* _CHALLENGE_
Starting at the line that holds "Could you please point out the skate wheel", copy every line exactly through the end of the data, and no others.

* _RECORDS FOR THIS TASK_

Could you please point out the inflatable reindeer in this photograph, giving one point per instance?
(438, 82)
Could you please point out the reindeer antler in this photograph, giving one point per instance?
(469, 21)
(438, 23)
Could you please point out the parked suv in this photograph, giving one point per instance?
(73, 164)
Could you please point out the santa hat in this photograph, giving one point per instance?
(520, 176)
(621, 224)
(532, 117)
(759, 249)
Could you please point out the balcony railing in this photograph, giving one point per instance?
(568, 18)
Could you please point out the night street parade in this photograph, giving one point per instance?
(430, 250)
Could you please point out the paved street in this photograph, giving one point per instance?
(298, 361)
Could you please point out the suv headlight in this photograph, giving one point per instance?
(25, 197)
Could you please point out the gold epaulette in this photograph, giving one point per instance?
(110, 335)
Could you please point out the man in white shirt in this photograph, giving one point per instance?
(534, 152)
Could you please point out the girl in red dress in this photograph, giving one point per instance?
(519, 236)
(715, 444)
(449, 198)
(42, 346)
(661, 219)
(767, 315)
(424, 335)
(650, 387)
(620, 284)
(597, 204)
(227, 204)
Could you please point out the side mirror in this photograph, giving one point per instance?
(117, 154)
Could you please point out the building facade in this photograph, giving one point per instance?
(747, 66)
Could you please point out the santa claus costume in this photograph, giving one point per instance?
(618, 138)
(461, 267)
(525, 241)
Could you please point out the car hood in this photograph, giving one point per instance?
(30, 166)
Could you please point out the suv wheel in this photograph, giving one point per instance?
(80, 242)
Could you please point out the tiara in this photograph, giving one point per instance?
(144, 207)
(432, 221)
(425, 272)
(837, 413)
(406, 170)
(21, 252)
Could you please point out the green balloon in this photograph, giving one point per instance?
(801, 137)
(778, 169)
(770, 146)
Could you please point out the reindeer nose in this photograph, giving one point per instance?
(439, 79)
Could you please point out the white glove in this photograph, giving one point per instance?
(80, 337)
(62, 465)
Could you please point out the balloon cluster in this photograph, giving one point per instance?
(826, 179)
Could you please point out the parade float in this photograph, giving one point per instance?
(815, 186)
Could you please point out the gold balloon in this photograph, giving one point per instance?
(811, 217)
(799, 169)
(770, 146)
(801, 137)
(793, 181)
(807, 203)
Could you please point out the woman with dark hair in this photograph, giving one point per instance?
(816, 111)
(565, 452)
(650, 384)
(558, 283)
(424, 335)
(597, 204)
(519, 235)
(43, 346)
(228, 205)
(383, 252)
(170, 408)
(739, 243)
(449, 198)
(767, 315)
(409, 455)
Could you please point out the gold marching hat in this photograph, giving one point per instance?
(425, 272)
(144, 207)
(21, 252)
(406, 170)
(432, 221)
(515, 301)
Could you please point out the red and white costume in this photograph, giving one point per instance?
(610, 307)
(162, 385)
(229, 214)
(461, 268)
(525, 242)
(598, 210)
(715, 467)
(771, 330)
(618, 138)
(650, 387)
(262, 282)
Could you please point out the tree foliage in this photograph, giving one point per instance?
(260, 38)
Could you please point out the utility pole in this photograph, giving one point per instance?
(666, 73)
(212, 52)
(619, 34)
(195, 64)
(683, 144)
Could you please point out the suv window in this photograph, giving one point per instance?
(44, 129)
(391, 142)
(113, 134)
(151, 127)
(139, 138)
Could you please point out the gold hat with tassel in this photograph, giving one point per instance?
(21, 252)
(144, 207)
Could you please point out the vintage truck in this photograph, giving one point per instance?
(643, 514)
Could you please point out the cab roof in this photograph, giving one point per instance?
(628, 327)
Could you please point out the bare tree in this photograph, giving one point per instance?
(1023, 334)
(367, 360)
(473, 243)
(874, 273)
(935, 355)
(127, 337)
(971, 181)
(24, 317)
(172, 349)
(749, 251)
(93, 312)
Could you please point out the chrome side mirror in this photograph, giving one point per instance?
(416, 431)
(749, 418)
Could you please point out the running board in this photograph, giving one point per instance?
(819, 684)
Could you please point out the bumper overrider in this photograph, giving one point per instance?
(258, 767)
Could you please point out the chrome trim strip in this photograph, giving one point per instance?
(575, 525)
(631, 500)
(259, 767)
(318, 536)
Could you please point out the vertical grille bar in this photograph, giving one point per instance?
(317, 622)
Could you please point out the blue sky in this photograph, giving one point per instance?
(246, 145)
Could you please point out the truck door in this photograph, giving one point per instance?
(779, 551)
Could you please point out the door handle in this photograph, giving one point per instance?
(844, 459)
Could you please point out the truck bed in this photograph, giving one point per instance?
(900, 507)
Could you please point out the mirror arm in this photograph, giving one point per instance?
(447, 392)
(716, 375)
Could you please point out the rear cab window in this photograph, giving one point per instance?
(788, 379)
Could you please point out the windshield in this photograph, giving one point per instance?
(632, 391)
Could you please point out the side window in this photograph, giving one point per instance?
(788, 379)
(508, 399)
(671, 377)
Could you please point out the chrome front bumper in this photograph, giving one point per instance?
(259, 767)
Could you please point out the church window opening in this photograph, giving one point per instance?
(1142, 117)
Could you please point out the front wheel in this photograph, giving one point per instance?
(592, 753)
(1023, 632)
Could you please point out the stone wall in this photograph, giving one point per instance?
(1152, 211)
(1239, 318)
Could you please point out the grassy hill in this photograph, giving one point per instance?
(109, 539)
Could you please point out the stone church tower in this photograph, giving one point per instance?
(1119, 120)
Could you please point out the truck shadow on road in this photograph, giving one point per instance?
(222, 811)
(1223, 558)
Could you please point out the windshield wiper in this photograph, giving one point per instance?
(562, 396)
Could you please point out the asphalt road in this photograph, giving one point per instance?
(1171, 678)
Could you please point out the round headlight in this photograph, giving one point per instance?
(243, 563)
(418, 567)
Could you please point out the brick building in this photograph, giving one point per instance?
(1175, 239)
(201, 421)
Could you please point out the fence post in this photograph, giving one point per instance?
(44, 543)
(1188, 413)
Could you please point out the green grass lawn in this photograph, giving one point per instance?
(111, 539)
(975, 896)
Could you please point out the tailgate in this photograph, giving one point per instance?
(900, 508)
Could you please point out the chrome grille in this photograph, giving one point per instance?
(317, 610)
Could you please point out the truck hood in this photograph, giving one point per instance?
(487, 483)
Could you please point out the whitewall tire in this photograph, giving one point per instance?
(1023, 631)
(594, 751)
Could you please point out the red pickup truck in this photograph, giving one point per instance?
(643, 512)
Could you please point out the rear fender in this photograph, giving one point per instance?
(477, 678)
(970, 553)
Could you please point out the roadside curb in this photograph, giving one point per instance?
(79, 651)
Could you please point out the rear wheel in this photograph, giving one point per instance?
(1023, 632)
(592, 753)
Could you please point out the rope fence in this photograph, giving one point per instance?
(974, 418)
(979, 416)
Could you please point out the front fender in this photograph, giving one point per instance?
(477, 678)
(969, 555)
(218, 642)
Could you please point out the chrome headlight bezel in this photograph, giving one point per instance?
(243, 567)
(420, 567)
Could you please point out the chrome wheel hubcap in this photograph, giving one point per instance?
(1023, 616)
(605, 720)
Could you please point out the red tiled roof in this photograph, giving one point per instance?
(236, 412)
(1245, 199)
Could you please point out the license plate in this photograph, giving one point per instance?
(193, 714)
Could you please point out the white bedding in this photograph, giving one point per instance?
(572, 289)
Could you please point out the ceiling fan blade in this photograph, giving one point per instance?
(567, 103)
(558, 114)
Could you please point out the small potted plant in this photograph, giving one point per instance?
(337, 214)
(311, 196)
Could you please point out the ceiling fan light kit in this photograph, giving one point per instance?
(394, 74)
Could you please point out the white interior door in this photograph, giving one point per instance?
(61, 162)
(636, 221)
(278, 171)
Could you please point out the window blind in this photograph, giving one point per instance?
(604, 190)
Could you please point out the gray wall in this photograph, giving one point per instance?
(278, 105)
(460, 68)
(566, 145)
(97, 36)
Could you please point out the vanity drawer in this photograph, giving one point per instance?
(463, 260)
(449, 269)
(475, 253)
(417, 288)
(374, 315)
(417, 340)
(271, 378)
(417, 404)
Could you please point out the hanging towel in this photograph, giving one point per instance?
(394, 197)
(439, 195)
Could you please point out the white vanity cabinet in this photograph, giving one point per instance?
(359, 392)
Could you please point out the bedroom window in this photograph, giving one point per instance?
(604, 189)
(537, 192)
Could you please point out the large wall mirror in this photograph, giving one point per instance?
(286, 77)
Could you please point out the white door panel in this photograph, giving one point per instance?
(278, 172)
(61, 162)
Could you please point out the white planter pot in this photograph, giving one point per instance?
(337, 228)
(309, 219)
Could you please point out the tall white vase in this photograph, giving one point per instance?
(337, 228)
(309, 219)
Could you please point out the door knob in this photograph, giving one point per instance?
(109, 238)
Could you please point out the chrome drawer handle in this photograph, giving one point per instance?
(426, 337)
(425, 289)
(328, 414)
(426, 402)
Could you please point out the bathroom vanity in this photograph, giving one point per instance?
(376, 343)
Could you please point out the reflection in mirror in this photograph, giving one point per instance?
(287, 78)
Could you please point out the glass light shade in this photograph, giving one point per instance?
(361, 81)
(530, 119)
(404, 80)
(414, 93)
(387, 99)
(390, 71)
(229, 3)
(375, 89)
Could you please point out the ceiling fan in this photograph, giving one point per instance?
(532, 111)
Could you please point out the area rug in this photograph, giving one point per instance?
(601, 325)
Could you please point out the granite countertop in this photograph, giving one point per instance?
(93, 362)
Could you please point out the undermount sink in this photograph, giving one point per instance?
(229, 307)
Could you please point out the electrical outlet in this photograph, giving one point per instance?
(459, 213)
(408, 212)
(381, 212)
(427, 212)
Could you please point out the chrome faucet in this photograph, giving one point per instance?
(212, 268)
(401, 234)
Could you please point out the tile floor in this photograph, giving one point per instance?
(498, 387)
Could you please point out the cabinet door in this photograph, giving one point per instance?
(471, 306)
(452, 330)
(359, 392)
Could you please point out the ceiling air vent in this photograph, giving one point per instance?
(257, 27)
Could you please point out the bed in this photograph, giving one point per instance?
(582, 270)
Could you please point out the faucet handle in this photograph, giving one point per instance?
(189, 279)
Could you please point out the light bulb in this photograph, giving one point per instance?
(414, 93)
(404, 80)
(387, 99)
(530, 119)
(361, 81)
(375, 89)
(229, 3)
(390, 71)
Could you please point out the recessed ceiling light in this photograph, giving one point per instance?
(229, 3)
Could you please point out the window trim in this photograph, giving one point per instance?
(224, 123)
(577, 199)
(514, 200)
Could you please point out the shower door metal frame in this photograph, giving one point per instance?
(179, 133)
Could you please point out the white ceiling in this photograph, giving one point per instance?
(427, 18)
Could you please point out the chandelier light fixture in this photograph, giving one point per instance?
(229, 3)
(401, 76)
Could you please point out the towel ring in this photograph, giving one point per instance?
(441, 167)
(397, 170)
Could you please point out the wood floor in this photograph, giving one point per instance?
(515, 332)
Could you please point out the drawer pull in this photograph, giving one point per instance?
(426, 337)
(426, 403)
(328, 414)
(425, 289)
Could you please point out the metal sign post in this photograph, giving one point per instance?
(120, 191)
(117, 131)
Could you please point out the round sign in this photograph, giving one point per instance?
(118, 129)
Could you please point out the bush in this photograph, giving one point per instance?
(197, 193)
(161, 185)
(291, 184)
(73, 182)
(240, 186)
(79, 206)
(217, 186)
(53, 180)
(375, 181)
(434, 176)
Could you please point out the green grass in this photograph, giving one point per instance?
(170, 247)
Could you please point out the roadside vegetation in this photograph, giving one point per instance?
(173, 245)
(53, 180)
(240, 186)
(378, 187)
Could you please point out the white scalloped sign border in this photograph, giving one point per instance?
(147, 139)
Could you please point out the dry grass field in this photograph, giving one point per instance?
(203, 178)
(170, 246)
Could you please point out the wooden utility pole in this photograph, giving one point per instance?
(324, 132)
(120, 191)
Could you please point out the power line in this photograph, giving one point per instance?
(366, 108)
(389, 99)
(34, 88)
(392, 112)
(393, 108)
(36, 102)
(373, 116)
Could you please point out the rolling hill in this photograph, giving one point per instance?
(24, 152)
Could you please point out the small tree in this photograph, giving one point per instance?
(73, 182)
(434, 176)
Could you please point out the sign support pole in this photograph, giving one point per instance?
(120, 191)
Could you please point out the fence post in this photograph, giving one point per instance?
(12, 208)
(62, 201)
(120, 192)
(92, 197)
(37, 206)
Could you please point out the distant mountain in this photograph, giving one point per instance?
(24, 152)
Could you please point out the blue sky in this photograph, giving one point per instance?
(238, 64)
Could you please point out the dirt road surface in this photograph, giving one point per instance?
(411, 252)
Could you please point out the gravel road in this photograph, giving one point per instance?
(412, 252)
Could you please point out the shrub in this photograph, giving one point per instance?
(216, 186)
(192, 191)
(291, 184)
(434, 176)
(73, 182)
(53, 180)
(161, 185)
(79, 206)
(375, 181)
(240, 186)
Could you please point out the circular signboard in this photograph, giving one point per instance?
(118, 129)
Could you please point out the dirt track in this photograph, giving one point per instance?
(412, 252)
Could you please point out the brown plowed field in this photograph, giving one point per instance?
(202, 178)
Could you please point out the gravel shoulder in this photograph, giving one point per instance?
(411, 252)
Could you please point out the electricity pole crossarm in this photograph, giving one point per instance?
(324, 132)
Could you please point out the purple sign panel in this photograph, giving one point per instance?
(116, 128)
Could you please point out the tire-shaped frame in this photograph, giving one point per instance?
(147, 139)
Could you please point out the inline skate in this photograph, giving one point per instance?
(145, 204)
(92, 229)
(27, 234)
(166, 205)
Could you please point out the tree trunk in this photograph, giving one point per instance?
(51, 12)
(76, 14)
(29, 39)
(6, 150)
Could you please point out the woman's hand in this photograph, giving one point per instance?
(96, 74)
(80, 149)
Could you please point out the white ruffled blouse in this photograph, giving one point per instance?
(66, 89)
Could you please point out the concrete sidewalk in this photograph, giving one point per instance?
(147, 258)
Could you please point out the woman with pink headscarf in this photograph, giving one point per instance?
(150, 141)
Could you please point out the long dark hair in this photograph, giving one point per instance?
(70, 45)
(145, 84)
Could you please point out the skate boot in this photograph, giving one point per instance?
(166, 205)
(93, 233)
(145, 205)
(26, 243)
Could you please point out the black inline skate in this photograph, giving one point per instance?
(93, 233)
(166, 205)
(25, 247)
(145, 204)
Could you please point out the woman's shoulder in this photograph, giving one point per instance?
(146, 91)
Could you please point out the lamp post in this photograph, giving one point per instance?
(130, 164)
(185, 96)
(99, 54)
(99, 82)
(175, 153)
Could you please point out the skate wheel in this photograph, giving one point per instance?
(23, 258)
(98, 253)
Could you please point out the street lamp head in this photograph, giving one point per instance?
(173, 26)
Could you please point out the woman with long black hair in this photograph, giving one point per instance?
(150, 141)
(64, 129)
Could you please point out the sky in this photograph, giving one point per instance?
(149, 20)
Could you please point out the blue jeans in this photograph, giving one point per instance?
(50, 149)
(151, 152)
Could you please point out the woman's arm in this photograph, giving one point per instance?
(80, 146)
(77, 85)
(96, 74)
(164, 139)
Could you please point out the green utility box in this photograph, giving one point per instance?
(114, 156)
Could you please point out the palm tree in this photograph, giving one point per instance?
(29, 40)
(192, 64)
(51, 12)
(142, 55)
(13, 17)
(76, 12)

* _RESULT OF THE EXERCISE_
Could you please point out the skate wheel in this photograph, giving one point per instance?
(23, 258)
(98, 253)
Could you please point out the street lamp head in this photograph, giving one point per instance?
(173, 26)
Could you please point out the woman with long black hair in this photograph, giving one point per instance?
(150, 141)
(64, 129)
Could you please point out the sky in this photograph, giving one point per instance?
(149, 20)
Could you please point out the blue jeans in this photograph, giving one point per instance?
(50, 149)
(151, 152)
Could you please point out the woman's arm in this photograph, giving one point per instance?
(80, 146)
(77, 85)
(96, 74)
(164, 139)
Could you please point out the green utility box in this photograph, giving one point per instance?
(114, 156)
Could you please point out the palm tree in this photograph, giving one point per instance?
(29, 40)
(192, 64)
(51, 12)
(142, 55)
(13, 17)
(76, 12)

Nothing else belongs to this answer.